__EXERCISE OBJECTIVE__
Scan the following data for lines with "polygon" and state how many there are, as a number only.

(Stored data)
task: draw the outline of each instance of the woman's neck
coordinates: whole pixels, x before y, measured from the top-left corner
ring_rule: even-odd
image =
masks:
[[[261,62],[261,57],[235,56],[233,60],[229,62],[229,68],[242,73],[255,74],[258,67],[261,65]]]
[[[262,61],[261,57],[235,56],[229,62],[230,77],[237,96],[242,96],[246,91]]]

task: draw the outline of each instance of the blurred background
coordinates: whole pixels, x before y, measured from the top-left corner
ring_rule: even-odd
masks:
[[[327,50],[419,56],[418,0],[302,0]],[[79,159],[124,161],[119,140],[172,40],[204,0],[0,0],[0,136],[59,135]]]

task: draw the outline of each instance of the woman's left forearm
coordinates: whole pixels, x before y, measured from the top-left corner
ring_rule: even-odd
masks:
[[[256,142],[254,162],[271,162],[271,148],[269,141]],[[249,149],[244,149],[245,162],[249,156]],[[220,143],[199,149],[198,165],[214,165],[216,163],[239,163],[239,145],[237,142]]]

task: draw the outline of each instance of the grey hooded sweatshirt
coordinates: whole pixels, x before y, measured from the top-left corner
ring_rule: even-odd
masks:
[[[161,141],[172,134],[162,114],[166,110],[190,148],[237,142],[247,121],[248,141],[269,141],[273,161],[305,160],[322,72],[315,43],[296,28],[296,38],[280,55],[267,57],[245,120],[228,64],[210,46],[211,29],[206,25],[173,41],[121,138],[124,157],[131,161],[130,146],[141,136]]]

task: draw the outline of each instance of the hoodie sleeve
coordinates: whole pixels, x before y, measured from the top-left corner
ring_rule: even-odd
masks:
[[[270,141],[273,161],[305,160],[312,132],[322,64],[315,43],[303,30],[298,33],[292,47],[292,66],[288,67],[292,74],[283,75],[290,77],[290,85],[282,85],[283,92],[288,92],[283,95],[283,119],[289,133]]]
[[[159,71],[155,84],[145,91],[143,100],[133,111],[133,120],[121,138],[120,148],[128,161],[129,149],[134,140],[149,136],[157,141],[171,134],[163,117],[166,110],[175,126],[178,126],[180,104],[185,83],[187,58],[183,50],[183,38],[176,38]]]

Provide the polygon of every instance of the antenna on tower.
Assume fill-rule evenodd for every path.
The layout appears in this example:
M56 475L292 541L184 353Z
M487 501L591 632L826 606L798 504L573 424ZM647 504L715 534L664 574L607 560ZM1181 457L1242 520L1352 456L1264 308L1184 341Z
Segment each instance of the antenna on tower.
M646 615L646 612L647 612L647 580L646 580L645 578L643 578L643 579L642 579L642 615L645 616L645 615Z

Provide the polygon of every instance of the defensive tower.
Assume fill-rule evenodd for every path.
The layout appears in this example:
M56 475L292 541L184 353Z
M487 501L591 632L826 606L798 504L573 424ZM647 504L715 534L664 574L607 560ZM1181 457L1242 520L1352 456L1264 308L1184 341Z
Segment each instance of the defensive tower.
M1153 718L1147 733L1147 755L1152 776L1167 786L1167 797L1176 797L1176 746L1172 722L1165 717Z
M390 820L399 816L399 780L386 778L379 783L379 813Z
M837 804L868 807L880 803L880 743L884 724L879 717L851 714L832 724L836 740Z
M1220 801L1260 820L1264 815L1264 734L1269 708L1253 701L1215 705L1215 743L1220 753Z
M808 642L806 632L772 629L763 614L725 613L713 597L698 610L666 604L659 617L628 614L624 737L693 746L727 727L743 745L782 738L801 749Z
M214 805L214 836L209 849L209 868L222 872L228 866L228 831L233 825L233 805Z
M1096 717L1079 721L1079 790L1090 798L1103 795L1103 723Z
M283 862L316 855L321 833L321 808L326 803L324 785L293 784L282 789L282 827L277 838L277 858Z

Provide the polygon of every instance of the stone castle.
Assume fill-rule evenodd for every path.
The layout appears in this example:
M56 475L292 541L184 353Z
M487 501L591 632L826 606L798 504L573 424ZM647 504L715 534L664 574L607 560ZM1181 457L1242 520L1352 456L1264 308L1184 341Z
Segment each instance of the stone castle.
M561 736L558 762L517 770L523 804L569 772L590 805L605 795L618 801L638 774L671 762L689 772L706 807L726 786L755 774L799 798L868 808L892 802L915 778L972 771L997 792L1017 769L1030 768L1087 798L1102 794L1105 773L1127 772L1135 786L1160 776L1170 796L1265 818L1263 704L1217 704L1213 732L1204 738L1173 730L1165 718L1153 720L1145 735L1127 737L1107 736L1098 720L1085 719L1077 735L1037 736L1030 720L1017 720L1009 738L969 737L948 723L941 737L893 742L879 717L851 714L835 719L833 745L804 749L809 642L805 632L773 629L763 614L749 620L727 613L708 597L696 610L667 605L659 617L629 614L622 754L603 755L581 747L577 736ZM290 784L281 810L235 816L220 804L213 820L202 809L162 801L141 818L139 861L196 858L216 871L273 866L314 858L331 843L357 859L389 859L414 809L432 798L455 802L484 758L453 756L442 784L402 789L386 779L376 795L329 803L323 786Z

__RESPONSE BOX__
3